TASK REQUIREMENTS:
Copy the blog post on the right to marry in the church from "1. God defined" up to and including "to thier conduct.", changing "judicial precedent" to "legal precedent".

SOURCE PASSAGE:
#####

The prophetic ministry of the church that calls all people to godliness, obedience, and sexual purity arises out of concern for the spiritual welfare of people who must face God at judgment. I know it is not a welcome comment to make, but it was not my idea. Jesus himself out of love for those to whom he ministered warned them of the judgment to come and gave them the opportunity to repent. If uttering such a message is injurious to my gay readers, then their issue is with God directly. Presbyterian ministers are called to minister the grace and truth of the gospel to all people and have agreed on the basics of how to do this, as described in part by W-4.9000.

The grace of the gospel is expressed in tender care in times of illness, a willingness to hang out and talk at teachable moments, the practical aid all people need at one time or another, in short, sharing humanity and aspiring to godliness as it is contoured for us in the Scriptures. The truth of the gospel outlined in previous paragraphs does not diminish the love with which it is shared. Pain and heartache that result from godly decisions is a special kind of suffering that goes with dying to self. Jesus took our injuries upon himself, and many a saint since has counted it a privilege to share in his sufferings. We offer pastoral care to one another when we weep with those who weep, rejoice with those who rejoice, sigh in perplexity, and gasp at the mystery of God’s sovereignty. We celebrate together when our Christ-likeness becomes visible and tangible in everyday life. This is pastoral care at its best. May we receive it in the spirit in which it is given.

3 thoughts on “The Right to Marry “in the Church”?”

  1. God defined marriage, not the Book of Order. (“Therefore a man leaves his parents and cleaves to his wife …”) By the same token “judicial precedent” does not “bar” anyone from marrying. Gays have the same opportunity to marry as anyone else–if they conform thier desires and conduct to God’s commands and seek union with the opposite sex. Indeed, what is injurious to both individuals and the church is calling righteous that what God has called sin. While we should certainly celebrate life–indeed, even the lives of sinners, the church should not celebrate sinners as they wallow in sin and give blessing to thier conduct.

  2. Mary,
    Thank you for being so clear. I know this is not an easy subject to write about. True love by a Christian means telling the truth both to the sinner and to the culture. In some decades not an easy task. True Christian love encircles the sinner with love and care which includes telling them that Christ wants to transform them to new creatures.

  3. Irony: The blog-supplied advertising video at the end of your post featured Ellen DeGeneres. I think they need to work on their ad-matching software!

    Great post. You said it rightly and you said it well.

    I get very tired with the whining about “violence,” when someone has merely disagreed in a polite and civil way–even a caring, thoughtful way. Sometimes, it seems, particular people act like a cheap characature of themselves, reinforcing the reason for the stereotype in the first place. The stereotype would at the outset seem unfair, were it not so spot-on accurate at times.

#####

DATA EXTRACT:
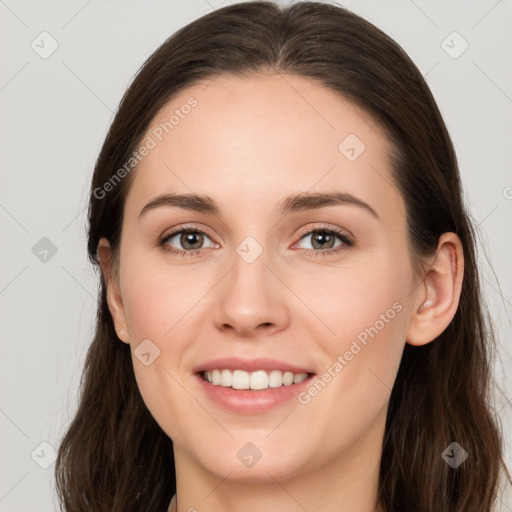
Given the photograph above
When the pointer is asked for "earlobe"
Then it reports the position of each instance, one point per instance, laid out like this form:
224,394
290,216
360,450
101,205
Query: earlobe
113,292
436,302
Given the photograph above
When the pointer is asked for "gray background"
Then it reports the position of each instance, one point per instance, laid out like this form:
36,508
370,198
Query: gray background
55,113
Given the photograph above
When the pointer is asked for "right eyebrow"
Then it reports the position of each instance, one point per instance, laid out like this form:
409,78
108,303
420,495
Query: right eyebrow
294,203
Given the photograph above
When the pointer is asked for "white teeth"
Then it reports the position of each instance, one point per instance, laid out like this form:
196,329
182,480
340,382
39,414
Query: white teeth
240,379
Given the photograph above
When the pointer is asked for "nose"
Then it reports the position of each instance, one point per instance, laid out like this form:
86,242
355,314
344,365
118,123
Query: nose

#####

ANSWER:
1. God defined marriage, not the Book of Order. (“Therefore a man leaves his parents and cleaves to his wife …”) By the same token “legal precedent” does not “bar” anyone from marrying. Gays have the same opportunity to marry as anyone else–if they conform thier desires and conduct to God’s commands and seek union with the opposite sex. Indeed, what is injurious to both individuals and the church is calling righteous that what God has called sin. While we should certainly celebrate life–indeed, even the lives of sinners, the church should not celebrate sinners as they wallow in sin and give blessing to thier conduct.